▶ [TEXT SHOWN]
*** Block opens ***
Watch the supply-chain effect: even if your company is not directly regulated, if you are a supplier to a NIS2 entity you will be contractually required to demonstrate a similar level of security. In practice, NIS2 "flows" down through the entire chain.

What concrete obligations apply

  1. 1Technical and organisational risk-management measures: security policies, access control, encryption, network segmentation, patch management.
  2. 2Business continuity and disaster recovery plan — including tested backups (see below on the link with the 3-2-1 strategy).
  3. 3Reporting of significant incidents to the competent authority (DNSC) within strict deadlines: initial alert within 24 hours, notification within 72 hours.
  4. 4Supply-chain security — assessing suppliers and direct relationships.
  5. 5Management accountability: directors must approve the measures and can be held personally liable for non-compliance.
  6. 6Regular staff training in cyber hygiene.

Penalties: why you cannot postpone

For essential entities, fines can reach up to 10 million euros or 2% of global annual turnover, whichever is higher. For important entities, up to 7 million euros or 1.4%. Beyond the money, the authority can temporarily suspend certifications and hold management personally accountable.
*** Block closes ***
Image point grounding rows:
*** Block opens ***
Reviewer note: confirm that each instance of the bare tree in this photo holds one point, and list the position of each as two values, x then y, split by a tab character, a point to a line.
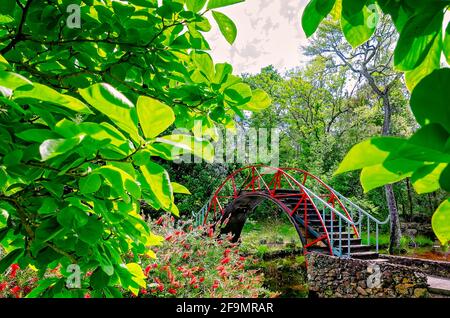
371	65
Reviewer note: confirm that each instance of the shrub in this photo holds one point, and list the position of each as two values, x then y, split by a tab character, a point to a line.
193	262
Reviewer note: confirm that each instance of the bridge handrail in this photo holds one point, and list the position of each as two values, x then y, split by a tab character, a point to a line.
342	216
360	210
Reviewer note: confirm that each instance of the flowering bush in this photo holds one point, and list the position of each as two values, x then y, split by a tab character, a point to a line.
192	262
17	283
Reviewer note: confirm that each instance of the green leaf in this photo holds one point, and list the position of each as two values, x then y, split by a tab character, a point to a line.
48	229
427	144
444	179
214	4
120	181
72	217
178	145
368	153
99	279
37	135
260	100
432	108
238	94
417	37
90	184
360	26
158	181
13	158
4	65
154	116
138	277
389	172
441	222
55	147
314	13
446	46
12	80
43	285
142	157
179	188
49	206
46	94
9	259
92	232
426	178
431	62
113	104
226	26
222	71
195	5
204	63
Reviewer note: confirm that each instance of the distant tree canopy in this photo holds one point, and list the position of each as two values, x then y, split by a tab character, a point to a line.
84	113
425	156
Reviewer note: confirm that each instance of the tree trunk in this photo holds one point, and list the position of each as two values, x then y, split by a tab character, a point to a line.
408	188
396	234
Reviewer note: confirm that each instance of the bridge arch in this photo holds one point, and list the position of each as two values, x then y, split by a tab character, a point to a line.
317	212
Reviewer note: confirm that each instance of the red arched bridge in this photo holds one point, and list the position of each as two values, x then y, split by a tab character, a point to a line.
325	221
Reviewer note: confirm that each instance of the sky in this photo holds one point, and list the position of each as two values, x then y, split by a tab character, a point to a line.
269	32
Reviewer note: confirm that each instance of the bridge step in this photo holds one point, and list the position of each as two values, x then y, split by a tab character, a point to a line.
364	255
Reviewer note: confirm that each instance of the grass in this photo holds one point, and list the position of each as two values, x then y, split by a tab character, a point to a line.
262	237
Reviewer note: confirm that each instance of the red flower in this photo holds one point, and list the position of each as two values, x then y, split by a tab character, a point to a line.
27	290
3	286
147	270
172	291
15	291
14	269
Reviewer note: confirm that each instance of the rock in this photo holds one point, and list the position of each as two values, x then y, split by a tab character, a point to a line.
403	289
420	292
362	284
361	291
406	281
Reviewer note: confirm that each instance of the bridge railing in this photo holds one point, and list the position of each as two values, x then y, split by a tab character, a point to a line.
331	216
363	218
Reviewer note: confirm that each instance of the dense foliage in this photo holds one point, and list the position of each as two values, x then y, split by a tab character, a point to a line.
84	113
192	262
425	155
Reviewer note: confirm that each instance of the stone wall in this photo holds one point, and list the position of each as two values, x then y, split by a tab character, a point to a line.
330	276
435	268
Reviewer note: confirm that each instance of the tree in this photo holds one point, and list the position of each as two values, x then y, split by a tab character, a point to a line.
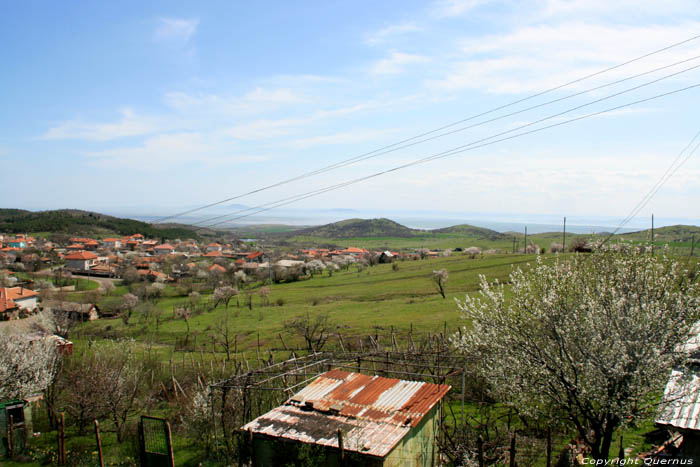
107	381
590	341
440	278
223	336
27	365
315	331
224	294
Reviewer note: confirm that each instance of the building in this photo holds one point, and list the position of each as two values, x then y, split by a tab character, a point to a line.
164	249
680	412
377	421
114	243
15	299
80	261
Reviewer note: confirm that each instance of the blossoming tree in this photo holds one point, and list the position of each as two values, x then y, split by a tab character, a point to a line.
590	340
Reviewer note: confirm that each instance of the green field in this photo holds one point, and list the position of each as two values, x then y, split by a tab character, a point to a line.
368	302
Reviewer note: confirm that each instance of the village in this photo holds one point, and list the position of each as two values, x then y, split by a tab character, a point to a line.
135	258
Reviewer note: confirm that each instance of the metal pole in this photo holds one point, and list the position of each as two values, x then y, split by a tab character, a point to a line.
99	443
652	234
169	439
564	237
11	437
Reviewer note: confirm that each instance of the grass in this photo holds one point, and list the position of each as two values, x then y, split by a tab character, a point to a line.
358	303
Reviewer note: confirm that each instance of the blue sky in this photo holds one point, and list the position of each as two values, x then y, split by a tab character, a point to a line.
161	106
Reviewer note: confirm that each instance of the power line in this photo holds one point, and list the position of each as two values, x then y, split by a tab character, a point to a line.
473	143
360	157
672	169
414	143
455	151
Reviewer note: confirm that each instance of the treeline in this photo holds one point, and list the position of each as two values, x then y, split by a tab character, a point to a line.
83	222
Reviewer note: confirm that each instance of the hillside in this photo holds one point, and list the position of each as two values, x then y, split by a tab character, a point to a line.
671	234
359	228
473	231
76	222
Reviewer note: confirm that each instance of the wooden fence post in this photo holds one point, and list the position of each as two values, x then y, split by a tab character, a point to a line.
99	443
11	437
169	439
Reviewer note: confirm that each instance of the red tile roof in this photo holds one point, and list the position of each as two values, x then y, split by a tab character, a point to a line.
375	412
81	255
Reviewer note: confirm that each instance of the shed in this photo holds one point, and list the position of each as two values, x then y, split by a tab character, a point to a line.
680	409
21	425
377	421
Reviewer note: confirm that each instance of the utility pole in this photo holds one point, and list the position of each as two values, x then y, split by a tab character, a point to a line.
692	245
652	234
563	244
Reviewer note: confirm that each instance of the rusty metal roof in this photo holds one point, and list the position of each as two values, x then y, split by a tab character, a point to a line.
374	413
681	406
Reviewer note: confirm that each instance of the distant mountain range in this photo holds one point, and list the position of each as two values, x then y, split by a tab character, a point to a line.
77	222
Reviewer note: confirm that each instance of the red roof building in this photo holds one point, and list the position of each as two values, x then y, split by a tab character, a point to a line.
382	421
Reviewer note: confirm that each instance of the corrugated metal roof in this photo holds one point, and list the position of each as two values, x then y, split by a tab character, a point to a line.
681	402
374	413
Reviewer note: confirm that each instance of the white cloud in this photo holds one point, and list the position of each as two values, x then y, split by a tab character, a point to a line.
350	137
534	58
258	100
267	128
175	30
392	31
130	124
162	152
450	8
396	63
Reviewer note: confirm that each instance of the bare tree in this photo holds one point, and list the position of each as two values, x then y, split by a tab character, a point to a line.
589	341
440	279
315	331
223	336
185	313
27	364
107	381
224	294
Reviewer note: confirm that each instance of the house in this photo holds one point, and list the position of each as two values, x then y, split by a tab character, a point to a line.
15	301
91	245
24	298
387	257
377	421
255	257
114	243
680	408
217	268
214	247
164	249
74	311
15	243
80	261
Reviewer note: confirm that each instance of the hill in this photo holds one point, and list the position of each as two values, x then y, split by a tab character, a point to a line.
473	231
360	228
671	234
76	222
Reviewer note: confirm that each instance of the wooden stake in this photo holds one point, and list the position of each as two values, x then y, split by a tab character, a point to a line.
99	443
11	437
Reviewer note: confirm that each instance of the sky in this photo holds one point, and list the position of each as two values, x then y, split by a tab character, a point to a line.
159	107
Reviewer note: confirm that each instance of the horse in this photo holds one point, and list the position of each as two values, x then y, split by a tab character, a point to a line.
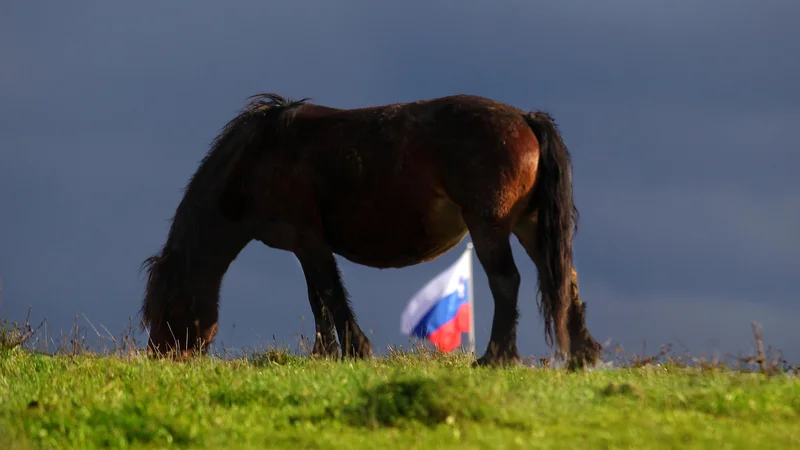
386	187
*** Block closes ***
Continue the NIS2 text after its final sentence. These rows were taken from a separate source.

How to prepare — step by step

NIS2 compliance is not solved with a single "turnkey" product. It is a risk-management process. Here is the pragmatic path we recommend to our clients:

  1. 1Determine applicability: clearly establish whether and in which category you fall.
  2. 2Gap analysis: compare the current state with NIS2 requirements and get a prioritised list.
  3. 3Remediation plan with deadlines and budget: you do not fix everything at once, but based on risk.
  4. 4Implementation: policies, technical controls, segmentation, monitoring, tested backup.
  5. 5Incident reporting procedure and a designated team/owner.
  6. 6Audit and continuous improvement — NIS2 is not a project with an end, but a permanent regime.

For steps 2-6, a partner experienced in cybersecurity audit drastically shortens the timeline and avoids unnecessary investments. We are an authorised DNSC auditor and ISO 27001 certified — exactly the reference framework NIS2 relies on.

The link with ISO 27001 and data protection

The good news: if you already have an information security management system aligned with ISO 27001, you are 70-80% of the way to NIS2. The two frameworks overlap significantly. Likewise, data protection (GDPR) and cybersecurity measures are complementary — a security incident is almost always also a potential personal-data incident.

Conclusion

NIS2 is not bureaucracy for its own sake — it is the minimum level of cyber hygiene any serious company should already have. The difference is that it now becomes a legal obligation, with real penalties. Companies that start early turn compliance into a commercial advantage: they become preferred suppliers precisely because they can demonstrate security.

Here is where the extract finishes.